Retype the items word for word, starting at the line that contains "One point belongs on each instance of the window" and ending at the last of the items. Omit the pictures from your answer.

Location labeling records
○ ○ ○

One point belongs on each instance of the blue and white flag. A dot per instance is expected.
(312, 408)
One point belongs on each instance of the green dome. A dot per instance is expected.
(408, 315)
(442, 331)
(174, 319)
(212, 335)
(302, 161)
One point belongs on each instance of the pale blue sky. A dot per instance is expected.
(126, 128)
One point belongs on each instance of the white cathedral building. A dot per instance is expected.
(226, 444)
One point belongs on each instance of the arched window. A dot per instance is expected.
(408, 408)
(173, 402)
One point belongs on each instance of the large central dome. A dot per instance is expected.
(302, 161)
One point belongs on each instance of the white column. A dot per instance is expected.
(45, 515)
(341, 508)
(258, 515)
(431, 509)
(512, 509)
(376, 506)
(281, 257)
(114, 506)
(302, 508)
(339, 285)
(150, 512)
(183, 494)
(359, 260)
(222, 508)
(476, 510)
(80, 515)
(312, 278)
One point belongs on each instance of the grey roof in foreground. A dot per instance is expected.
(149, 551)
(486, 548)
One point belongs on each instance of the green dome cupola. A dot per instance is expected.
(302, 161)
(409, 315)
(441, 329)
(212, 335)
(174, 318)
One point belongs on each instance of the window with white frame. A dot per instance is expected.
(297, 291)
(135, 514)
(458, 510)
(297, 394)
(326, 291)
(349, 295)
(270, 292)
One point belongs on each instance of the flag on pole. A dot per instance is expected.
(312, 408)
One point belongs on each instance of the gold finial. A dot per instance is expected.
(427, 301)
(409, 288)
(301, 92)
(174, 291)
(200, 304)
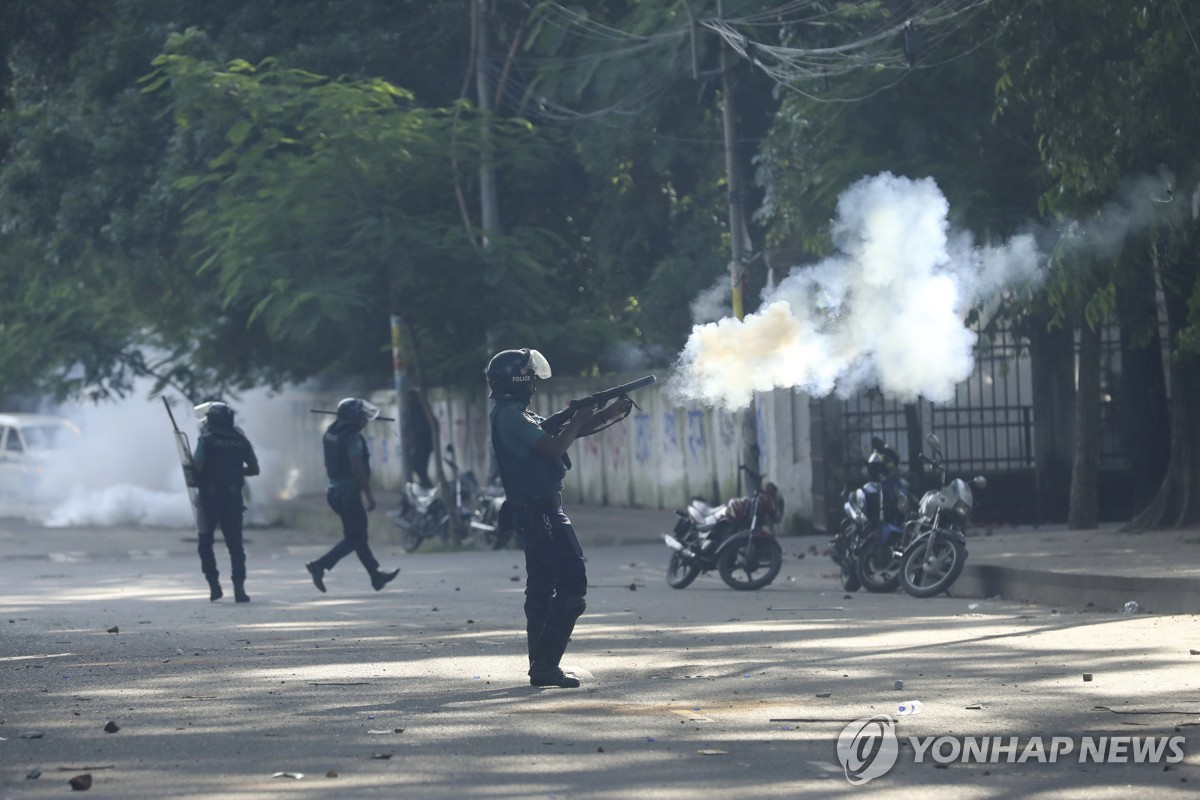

○ ○ ○

• Solved exercise:
One point belongs on each instance of the window with white frame. A dot per instance is expected.
(297, 291)
(135, 514)
(458, 510)
(297, 394)
(326, 291)
(349, 295)
(270, 292)
One point belongs on each instance of the flag on pole. A dot per instance is expected.
(312, 408)
One point belongs on each instance of the gold finial. A dot per instance is expected.
(427, 301)
(409, 288)
(301, 92)
(174, 291)
(200, 304)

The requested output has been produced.